TASK DIRECTIONS ::
Each entry is to be repeated word for word, and the images are to be dropped.
BEGIN DATA EXTRACT
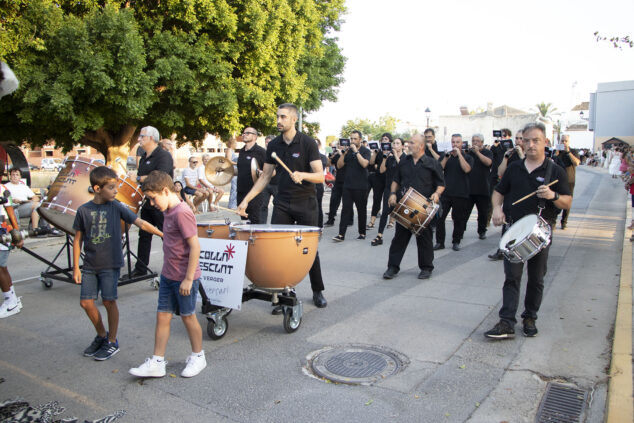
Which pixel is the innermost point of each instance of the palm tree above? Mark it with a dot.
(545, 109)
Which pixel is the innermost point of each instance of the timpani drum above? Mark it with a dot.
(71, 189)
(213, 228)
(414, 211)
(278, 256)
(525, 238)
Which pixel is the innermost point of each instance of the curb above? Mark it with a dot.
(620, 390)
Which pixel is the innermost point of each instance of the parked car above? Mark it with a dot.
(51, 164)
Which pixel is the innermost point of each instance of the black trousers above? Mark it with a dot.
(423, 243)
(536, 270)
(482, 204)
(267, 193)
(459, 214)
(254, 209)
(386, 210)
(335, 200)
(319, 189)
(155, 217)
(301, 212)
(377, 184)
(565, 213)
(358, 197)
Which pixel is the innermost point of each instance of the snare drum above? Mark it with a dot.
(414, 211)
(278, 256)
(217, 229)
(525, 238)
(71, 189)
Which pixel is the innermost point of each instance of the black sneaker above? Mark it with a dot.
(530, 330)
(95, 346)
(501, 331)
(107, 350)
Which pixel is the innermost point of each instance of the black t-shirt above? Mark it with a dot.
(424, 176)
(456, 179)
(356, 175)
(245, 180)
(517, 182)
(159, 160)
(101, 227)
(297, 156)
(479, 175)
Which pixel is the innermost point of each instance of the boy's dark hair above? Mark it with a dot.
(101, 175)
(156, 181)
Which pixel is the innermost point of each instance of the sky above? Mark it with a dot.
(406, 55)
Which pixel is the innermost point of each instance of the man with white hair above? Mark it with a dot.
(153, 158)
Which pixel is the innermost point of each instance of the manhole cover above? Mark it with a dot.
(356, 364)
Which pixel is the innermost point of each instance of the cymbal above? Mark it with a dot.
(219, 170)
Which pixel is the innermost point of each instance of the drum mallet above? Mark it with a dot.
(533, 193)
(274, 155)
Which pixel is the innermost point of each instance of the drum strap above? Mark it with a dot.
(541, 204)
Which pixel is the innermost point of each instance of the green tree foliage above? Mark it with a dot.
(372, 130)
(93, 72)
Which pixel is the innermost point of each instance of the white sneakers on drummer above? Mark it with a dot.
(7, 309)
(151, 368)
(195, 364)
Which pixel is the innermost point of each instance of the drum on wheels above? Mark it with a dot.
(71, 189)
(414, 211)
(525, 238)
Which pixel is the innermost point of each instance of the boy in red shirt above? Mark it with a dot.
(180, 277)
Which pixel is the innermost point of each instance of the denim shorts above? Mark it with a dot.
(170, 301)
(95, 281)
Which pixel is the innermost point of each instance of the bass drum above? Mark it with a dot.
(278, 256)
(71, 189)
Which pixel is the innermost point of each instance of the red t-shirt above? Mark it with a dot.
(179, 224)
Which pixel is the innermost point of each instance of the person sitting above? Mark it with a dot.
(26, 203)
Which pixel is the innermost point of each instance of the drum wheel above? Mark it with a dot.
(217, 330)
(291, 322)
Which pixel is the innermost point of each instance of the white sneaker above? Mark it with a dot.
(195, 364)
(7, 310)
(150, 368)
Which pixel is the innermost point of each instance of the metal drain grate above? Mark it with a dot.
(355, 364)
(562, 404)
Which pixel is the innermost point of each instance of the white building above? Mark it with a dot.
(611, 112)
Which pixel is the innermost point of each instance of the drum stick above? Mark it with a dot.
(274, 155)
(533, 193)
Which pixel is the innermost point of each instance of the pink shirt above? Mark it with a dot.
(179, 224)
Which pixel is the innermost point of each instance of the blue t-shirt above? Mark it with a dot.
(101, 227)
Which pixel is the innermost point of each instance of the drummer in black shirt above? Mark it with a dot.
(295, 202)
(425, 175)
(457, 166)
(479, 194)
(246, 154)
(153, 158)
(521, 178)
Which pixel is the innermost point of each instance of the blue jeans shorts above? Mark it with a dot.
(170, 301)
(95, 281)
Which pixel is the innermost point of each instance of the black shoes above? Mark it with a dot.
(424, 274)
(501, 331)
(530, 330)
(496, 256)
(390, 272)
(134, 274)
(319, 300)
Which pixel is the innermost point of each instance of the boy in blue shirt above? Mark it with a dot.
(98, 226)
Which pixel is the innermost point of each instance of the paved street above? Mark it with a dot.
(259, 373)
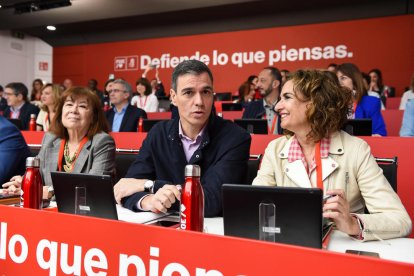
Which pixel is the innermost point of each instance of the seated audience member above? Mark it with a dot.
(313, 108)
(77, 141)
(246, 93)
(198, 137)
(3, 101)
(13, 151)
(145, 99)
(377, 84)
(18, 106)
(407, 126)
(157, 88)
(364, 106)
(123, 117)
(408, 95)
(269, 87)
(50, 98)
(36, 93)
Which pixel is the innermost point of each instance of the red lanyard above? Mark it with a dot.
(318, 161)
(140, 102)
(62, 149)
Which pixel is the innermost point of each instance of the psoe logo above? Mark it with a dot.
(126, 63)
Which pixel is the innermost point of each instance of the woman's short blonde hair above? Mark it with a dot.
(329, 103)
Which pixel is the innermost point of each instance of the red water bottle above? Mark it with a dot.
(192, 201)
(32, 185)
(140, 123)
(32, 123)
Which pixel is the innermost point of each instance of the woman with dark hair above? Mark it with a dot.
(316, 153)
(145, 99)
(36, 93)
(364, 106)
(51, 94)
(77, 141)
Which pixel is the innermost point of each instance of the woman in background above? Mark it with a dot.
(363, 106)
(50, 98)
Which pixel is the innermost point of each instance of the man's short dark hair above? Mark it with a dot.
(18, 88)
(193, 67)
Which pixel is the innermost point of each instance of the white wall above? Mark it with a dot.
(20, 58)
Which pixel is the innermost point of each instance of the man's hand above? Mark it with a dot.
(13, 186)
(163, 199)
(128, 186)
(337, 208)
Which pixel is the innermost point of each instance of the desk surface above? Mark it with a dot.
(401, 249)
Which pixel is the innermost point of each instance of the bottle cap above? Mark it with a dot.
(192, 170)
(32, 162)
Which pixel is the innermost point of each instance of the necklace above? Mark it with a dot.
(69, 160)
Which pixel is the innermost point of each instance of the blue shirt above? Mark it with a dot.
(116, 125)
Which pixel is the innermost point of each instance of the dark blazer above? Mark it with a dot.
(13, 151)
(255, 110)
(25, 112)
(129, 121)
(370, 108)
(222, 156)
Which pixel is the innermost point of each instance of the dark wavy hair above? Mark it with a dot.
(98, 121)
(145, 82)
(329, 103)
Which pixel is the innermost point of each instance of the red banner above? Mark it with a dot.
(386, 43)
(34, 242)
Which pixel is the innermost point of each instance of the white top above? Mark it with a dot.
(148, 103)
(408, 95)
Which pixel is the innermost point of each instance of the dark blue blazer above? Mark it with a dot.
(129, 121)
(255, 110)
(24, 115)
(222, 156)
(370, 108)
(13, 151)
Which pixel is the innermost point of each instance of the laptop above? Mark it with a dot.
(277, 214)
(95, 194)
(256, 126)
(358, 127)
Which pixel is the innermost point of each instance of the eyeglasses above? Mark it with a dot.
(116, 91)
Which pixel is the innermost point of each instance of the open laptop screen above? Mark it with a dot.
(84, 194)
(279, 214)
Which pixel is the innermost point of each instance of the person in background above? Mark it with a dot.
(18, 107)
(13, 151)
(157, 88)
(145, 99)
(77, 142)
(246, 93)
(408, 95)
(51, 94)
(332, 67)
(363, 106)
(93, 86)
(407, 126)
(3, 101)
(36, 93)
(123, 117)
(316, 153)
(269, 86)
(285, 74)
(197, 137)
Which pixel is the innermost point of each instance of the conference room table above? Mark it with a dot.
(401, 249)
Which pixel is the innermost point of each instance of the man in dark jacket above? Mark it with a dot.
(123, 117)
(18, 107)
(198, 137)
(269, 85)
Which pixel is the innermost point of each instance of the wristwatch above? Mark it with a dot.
END DATA EXTRACT
EXPECTED ANSWER ::
Which pixel is the innermost point of each instance of the palm tree above? Mark it with a dot.
(545, 109)
Which pixel is the innermost point of each instance of the timpani drum above? Mark it with a dot.
(71, 189)
(213, 228)
(414, 211)
(278, 256)
(525, 238)
Which pixel is the innermost point of each instance of the curb above? Mark it with a dot.
(620, 390)
Which pixel is the innermost point of each instance of the parked car above? Mark it with a dot.
(51, 164)
Which pixel is the innermost point of each instance of the black trousers above? Mark it with a dot.
(423, 243)
(536, 270)
(482, 204)
(267, 193)
(459, 214)
(254, 209)
(386, 210)
(335, 200)
(319, 189)
(155, 217)
(301, 212)
(377, 184)
(565, 213)
(358, 197)
Which pixel is the innermost point of each instance of the snare drum above? Mark it with a dot.
(414, 211)
(278, 256)
(217, 229)
(525, 238)
(71, 189)
Which pixel is the innermost point of each instance of the black sneaker above? Mark it with a dot.
(530, 330)
(95, 346)
(501, 331)
(107, 350)
Which pixel is the innermost point of each instance of the black t-shirt above? Mark it with a dot.
(424, 176)
(456, 179)
(356, 175)
(245, 180)
(517, 182)
(159, 160)
(101, 227)
(297, 156)
(479, 175)
Which pixel is the innermost point of each instance of the boy's dark hair above? Mark it with a dot.
(101, 175)
(156, 181)
Which pixel is the innermost point of each instance of the sky above? Mark it with a dot.
(406, 55)
Which pixel is the innermost point of each instance of the man with white hair above? Mark it with a dot.
(153, 158)
Which pixel is the innermost point of each instance of the manhole cover above? Mark it with a dot.
(356, 364)
Which pixel is the innermost point of each instance of the cymbal above? Mark it with a dot.
(219, 170)
Which pixel is the innermost point of each instance of the drum mallet above? Mark it with a dot.
(533, 193)
(274, 155)
Which pixel is the innermost point of each instance of the drum strap above? Mark it with a dot.
(541, 204)
Which pixel is the innermost point of each instance of the green tree foliage above? Mark it with a dot.
(372, 130)
(93, 72)
Which pixel is the innermost point of each instance of the white sneakers on drummer above? Mark it with a dot.
(7, 309)
(151, 368)
(195, 364)
Which pixel is the innermost point of each instance of the drum on wheels above? Mark it with a dot.
(71, 189)
(414, 211)
(525, 238)
Which pixel is the innermost point of each instance of the boy in red shirt above? Mark it with a dot.
(180, 277)
Which pixel is the innermost point of each instance of the denim shorts above? Mark it with a dot.
(170, 301)
(95, 281)
Which pixel is the innermost point of each instance of the bass drum above? Mark it with a dot.
(278, 256)
(71, 189)
Which pixel is the innermost point of each instance of the red t-shirt above? Mark it with a dot.
(179, 224)
Which pixel is the innermost point of each instance of the person sitting above? Mark it with a dot.
(26, 203)
Which pixel is the innermost point of each instance of the drum wheel above? Mark it with a dot.
(217, 330)
(291, 322)
Which pixel is the innermost point of each instance of the white sneaker above? Mark it with a dot.
(195, 364)
(7, 310)
(150, 368)
Which pixel is the innermost point of each instance of the metal drain grate above? Mark it with a dot.
(355, 364)
(562, 404)
Which pixel is the innermost point of each instance of the white building above? Mark it with a dot.
(611, 112)
Which pixel is the innermost point of each instance of the drum stick above? Mark it with a dot.
(274, 155)
(533, 193)
Which pixel is the innermost point of each instance of the pink shirt above? Mark it with a dot.
(179, 224)
Which pixel is the innermost point of each instance of the blue t-shirt above? Mark it with a dot.
(101, 227)
Which pixel is the innermost point of each instance of the drummer in black shirt above? Mark it with a dot.
(295, 202)
(425, 175)
(457, 166)
(479, 194)
(246, 154)
(153, 158)
(521, 178)
Which pixel is the innermost point of each instance of the blue jeans shorts above? Mark it with a dot.
(170, 301)
(95, 281)
Which pixel is the innermost point of each instance of the black shoes above? Mark it with a dot.
(424, 274)
(501, 331)
(530, 330)
(496, 256)
(390, 272)
(134, 274)
(319, 300)
Which pixel is the innermost point of each instance of the boy in blue shirt above? Mark it with a dot.
(98, 226)
Which pixel is the innermost point of each instance of the paved street above? Mark it with a dot.
(259, 373)
Which pixel is the innermost point of each instance of the seated audience member above? Mark it with a dot.
(313, 108)
(77, 141)
(246, 93)
(198, 137)
(3, 101)
(13, 151)
(145, 99)
(377, 84)
(18, 106)
(407, 126)
(157, 88)
(364, 106)
(123, 117)
(408, 95)
(269, 87)
(50, 98)
(36, 93)
Which pixel is the innermost point of each instance of the red lanyard above? Mark it with a dot.
(318, 161)
(140, 102)
(62, 149)
Which pixel is the innermost point of each instance of the psoe logo above? Mark it with a dot.
(126, 63)
Which pixel is the innermost point of each instance of the woman's short blonde hair above? Mark it with a dot.
(329, 103)
Which pixel is the innermost point of each instance of the red water bottle above? Mark it with a dot.
(192, 201)
(32, 185)
(140, 123)
(32, 123)
Which pixel is the innermost point of each instance of the woman with dark hair above? Mark it with a dot.
(316, 153)
(145, 99)
(36, 93)
(364, 106)
(51, 94)
(77, 141)
Which pixel is the innermost point of each instance of the woman in background above? Mark it with a dot.
(363, 106)
(50, 98)
Which pixel is the innermost point of each instance of the man's short dark hair above? Mark it with a dot.
(18, 88)
(193, 67)
Which pixel is the innermost point of each instance of the white wall above? Mark it with a dot.
(20, 58)
Which pixel is the innermost point of each instance of the man's hand above? Mark it with a dot.
(13, 186)
(163, 199)
(128, 186)
(337, 208)
Which pixel is the innermost point of each instance of the desk surface above? Mark it with a dot.
(401, 249)
Which pixel is the innermost point of each instance of the bottle cap above? Mark it with a dot.
(192, 170)
(32, 162)
Which pixel is the innermost point of each instance of the necklace above? Mark it with a dot.
(69, 160)
Which pixel is the innermost point of each instance of the blue shirt above? Mark it with a dot.
(116, 125)
Which pixel is the innermost point of each instance of the dark blazer above? Mark it with a dot.
(13, 151)
(255, 110)
(25, 112)
(129, 121)
(370, 108)
(222, 156)
Which pixel is the innermost point of each instance of the dark wavy hair above? Mark it with a dot.
(98, 121)
(145, 82)
(329, 103)
Which pixel is the innermost point of each instance of the red banner above? Mark it with a dot.
(386, 43)
(34, 242)
Which pixel is the innermost point of each instance of the white top above? Mark it with a dot.
(148, 103)
(408, 95)
Which pixel is the innermost point of each instance of the dark blue blazer above? Mark it with a dot.
(129, 121)
(255, 110)
(24, 115)
(222, 156)
(370, 108)
(13, 151)
Which pixel is the innermost point of each instance of the laptop above? Mark it with a dot.
(277, 214)
(95, 194)
(256, 126)
(358, 127)
Which pixel is the innermost point of each instance of the eyeglasses above? Mark it with a dot.
(116, 91)
Which pixel is the innermost point of each instance of the open laptop screen above? Mark it with a dot.
(84, 194)
(279, 214)
Which pixel is the innermost point of each instance of the person in background above? Mark it with a dot.
(18, 107)
(13, 151)
(157, 88)
(145, 99)
(77, 142)
(246, 93)
(408, 95)
(51, 94)
(332, 67)
(363, 106)
(93, 86)
(407, 126)
(3, 101)
(36, 93)
(123, 117)
(316, 153)
(269, 86)
(285, 74)
(197, 137)
Which pixel is the innermost point of each instance of the conference room table above? Mark it with a dot.
(401, 249)
Which pixel is the innermost point of each instance of the man in dark jacket above? Mark it with a dot.
(123, 117)
(18, 107)
(198, 137)
(269, 85)
Which pixel is the innermost point of each instance of the wristwatch above? Mark it with a dot.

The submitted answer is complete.